[Set task A]
In the listing, switch "black column" to "dark pillar" and write out again the part that opens with the line containing "Does it contain any beaver eye?" and closes with the line containing "Does it contain any baseboard", changing nothing else and leaving the pictures out.

[Page text]

Perhaps it’s because the word – like so many others – gets entangled with value judgments. In this, “natural” takes up the burden that “terroir” used to carry. Some of the most passionate defenders of the concept can be regularly seen to have – maybe subconsciously, maybe not – entirely conflated the term with “wines they like.” When a wine comes along made exactly as they’d prefer, but far outside their stylistic preferences, they start protesting that it can’t be natural and looking for redefinitions that will exclude it. This is ludicrous. “Natural” is prescriptive, it has some limited ability to be descriptive, but it is not and cannot be qualitative. That’s not to say that one can’t prefer natural wines for reasons aside from the organoleptic. But “natural” is not a synonym for “good,” and it was never intended to be.


On a personal level, one of the biggest reasons I appreciate the growing presence of natural wine is the pressure it exerts on winemakers who’ve never met an intervention they don’t like. I don’t expect many of them to change, and certainly control-oriented industrialists never will. But others will. More might reconsider what they do, maybe making a little tweak here or there, perhaps experimenting outside the borders of “what they’ve always done” to see if quality can be achieved in a different way. The more important outcome, to me, is that producers are under increasing pressure to be more transparent about what they do. What did they add? What did they adjust? And why?

These very questions are themselves too often taken as value judgments. This, too, is ludicrous. I am in no way dismissive of the impulse and the frequent need to intervene, sometimes aggressively, to shepherd a wine from grape to saleable bottle. And some of my favorite wines are the result of intense intervention. But centuries of furtive meddling have served no one except the true industrialists, whose practices are thus fully legitimized. And the secrecy not only fails to increase knowledge, but leads to confusion and premature didacticism on the part of insufficiently educated wine folk…consumers, yes, but even sometimes those in the biz. If the obsessive focus on practice brought by natural wines serves to turn up the intensity of revelatory light, there’s not a single bad thing to be said about that.


Last year I penned an essay on the qualities and difficulties of the natural wine scene in Paris. I’m in the midst of another extended stay in that glorious city, and have as a matter of choice been rather immersed in the stuff. And so it’s been interesting to reexamine my former conclusions.

Has anything changed? Yes and no. There are even more natural wine bars and restaurants than before, which is a testament to their success (some of the old stalwarts have even expanded). That’s the first “yes.”

[Material for this task]
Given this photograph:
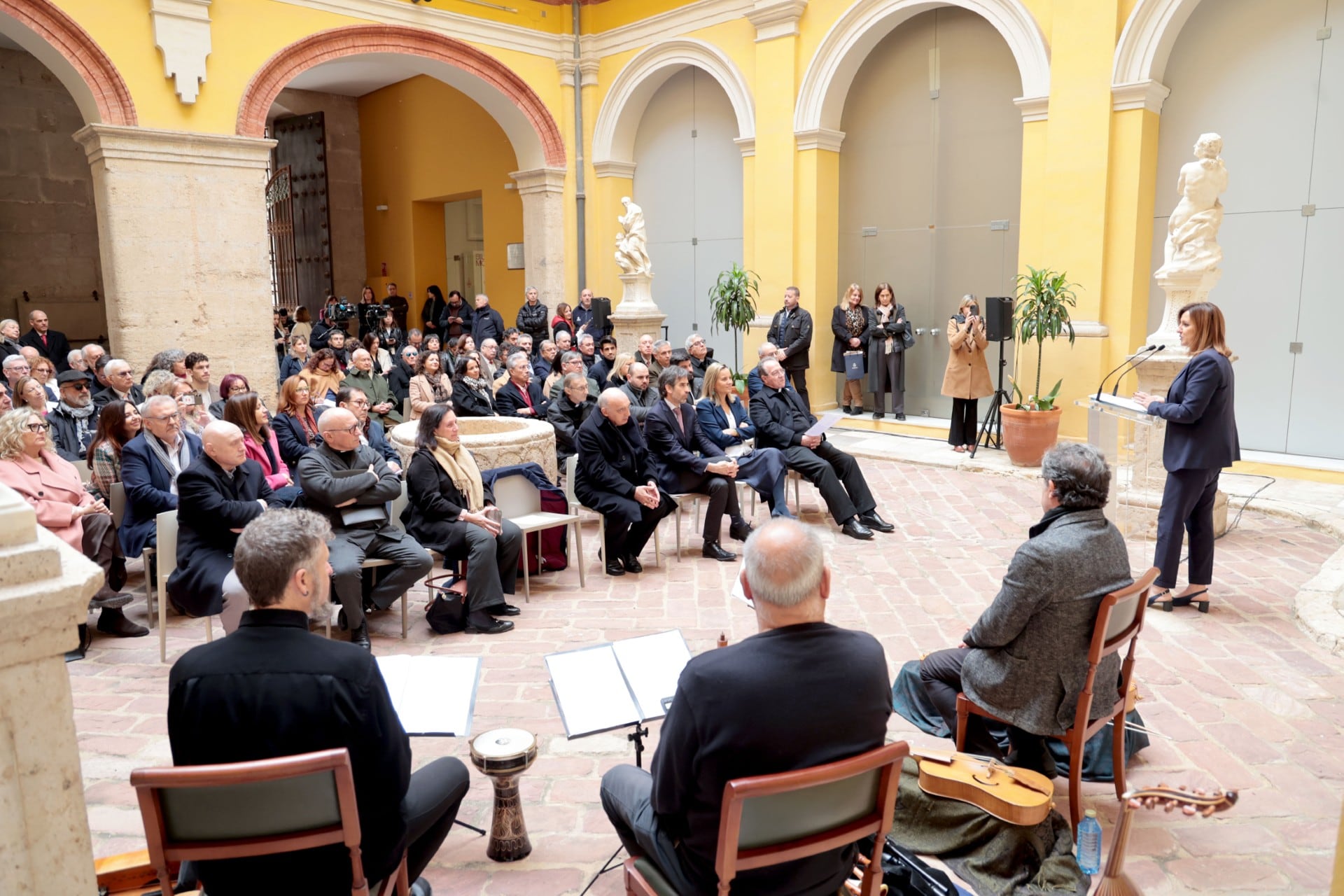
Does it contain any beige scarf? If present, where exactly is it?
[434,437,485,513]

--

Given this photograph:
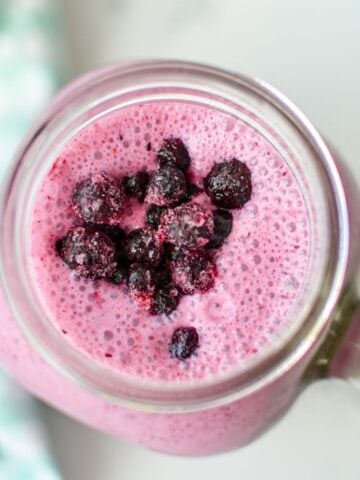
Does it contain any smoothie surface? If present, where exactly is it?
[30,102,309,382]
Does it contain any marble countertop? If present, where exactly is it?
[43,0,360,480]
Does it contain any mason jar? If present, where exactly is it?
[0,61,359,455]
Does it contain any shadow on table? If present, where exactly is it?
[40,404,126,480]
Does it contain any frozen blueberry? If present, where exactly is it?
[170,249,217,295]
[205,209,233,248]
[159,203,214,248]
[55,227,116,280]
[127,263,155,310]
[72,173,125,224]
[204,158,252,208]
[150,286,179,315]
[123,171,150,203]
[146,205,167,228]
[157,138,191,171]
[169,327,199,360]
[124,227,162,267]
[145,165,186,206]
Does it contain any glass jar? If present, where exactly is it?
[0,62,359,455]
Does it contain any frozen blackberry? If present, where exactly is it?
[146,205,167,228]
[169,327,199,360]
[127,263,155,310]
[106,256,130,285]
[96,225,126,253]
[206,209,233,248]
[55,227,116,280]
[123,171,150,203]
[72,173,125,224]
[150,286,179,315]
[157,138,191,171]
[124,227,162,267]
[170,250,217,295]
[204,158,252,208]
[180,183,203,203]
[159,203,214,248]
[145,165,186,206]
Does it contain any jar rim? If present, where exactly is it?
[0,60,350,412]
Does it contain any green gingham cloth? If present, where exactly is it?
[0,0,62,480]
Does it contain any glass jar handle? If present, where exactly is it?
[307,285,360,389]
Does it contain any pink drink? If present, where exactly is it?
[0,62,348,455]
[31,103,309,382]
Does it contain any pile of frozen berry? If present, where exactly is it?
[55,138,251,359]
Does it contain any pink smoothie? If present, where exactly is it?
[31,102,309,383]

==

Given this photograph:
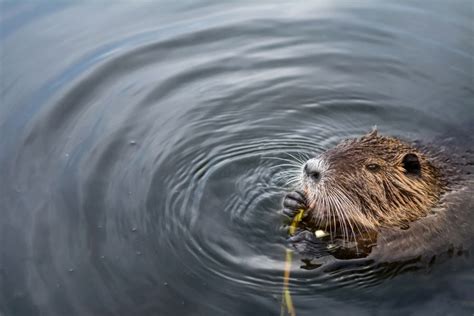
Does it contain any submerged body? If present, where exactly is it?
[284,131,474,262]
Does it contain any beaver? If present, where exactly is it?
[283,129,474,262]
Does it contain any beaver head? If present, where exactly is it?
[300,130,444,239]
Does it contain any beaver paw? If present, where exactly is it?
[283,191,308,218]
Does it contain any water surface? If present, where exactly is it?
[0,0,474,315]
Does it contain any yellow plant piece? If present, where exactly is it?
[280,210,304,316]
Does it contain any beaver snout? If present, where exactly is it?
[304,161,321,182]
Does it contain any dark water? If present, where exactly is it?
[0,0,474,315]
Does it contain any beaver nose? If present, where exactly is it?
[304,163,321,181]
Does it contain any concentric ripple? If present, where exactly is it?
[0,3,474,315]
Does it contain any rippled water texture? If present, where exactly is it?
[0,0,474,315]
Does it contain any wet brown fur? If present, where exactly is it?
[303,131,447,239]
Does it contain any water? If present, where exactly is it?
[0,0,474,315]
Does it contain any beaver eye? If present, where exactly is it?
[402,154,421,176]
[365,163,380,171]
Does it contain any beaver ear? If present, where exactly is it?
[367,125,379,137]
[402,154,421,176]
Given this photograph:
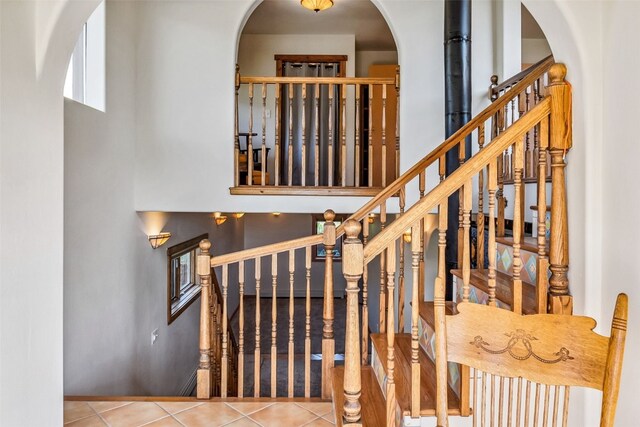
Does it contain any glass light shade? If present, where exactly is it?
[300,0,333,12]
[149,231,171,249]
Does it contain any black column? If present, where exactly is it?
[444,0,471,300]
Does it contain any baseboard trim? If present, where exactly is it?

[Set task B]
According to the natural wine essay, what word is "natural" not a synonym for?

[Exercise answer A]
Does it contain any beaver eye? If present, where exactly is it?
[402,154,421,176]
[365,163,380,171]
Does it contain any beaver ear? If present, where exactly is it?
[367,125,379,137]
[402,154,421,176]
Given this photograph:
Does it contain any glass light shade? If present, where exactly is it?
[300,0,333,12]
[149,231,171,249]
Does it contain any dark pillar? If present, where exactly is it?
[444,0,471,300]
Does it contain any baseboard trim? If present, where exactly is it?

[Exercise answer B]
"Good."